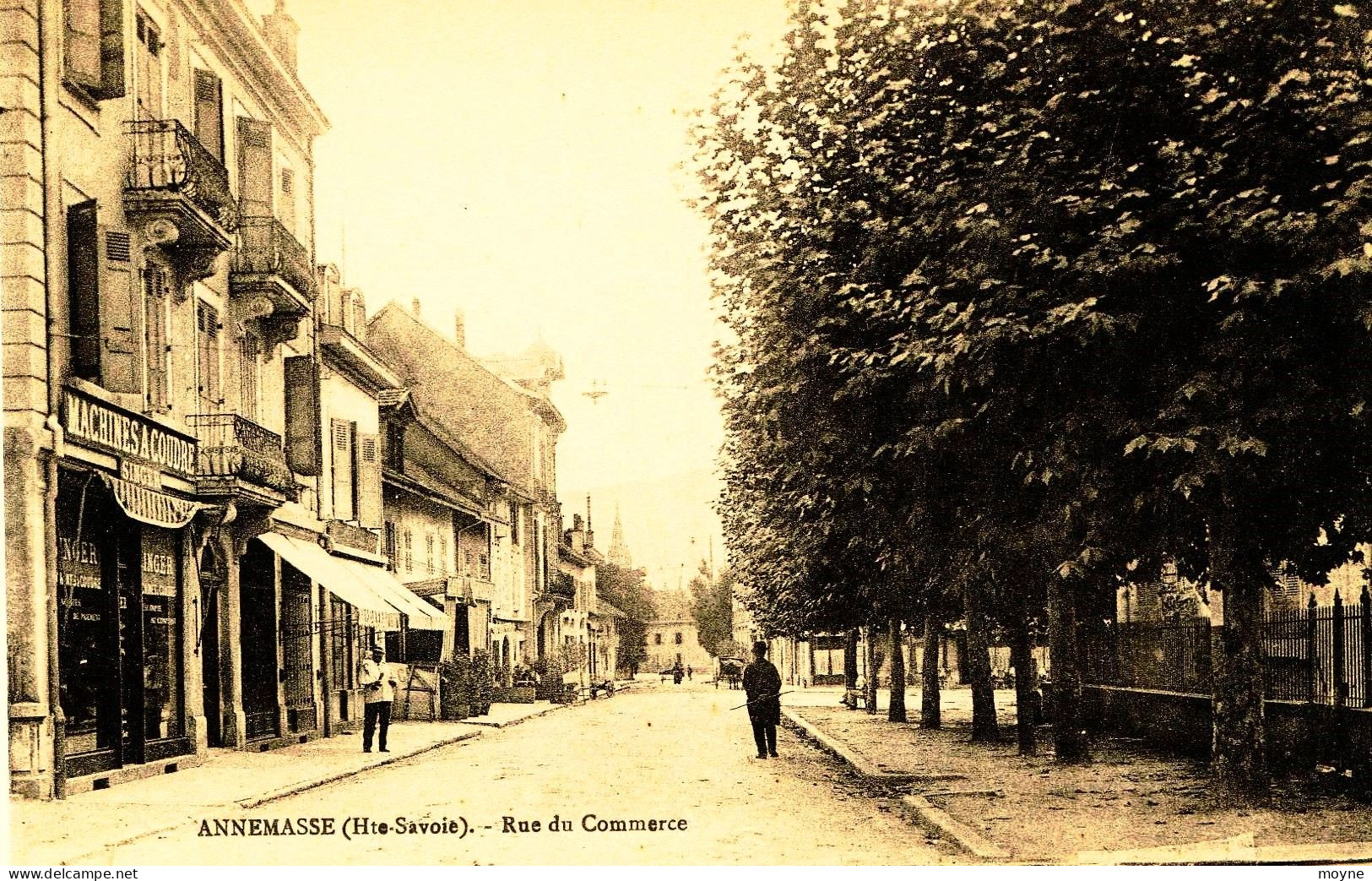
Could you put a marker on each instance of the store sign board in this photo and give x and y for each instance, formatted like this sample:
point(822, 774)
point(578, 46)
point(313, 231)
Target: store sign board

______________________________

## WHAT THE TASK REQUIRES
Reproduce the entries above without change, omitting all pictures.

## RESPONSE TO THE TASK
Could you put a marker on each instance of the store sign board in this photo and give x and y for each instance, formatted like this sample:
point(822, 774)
point(578, 46)
point(313, 231)
Target: store sign board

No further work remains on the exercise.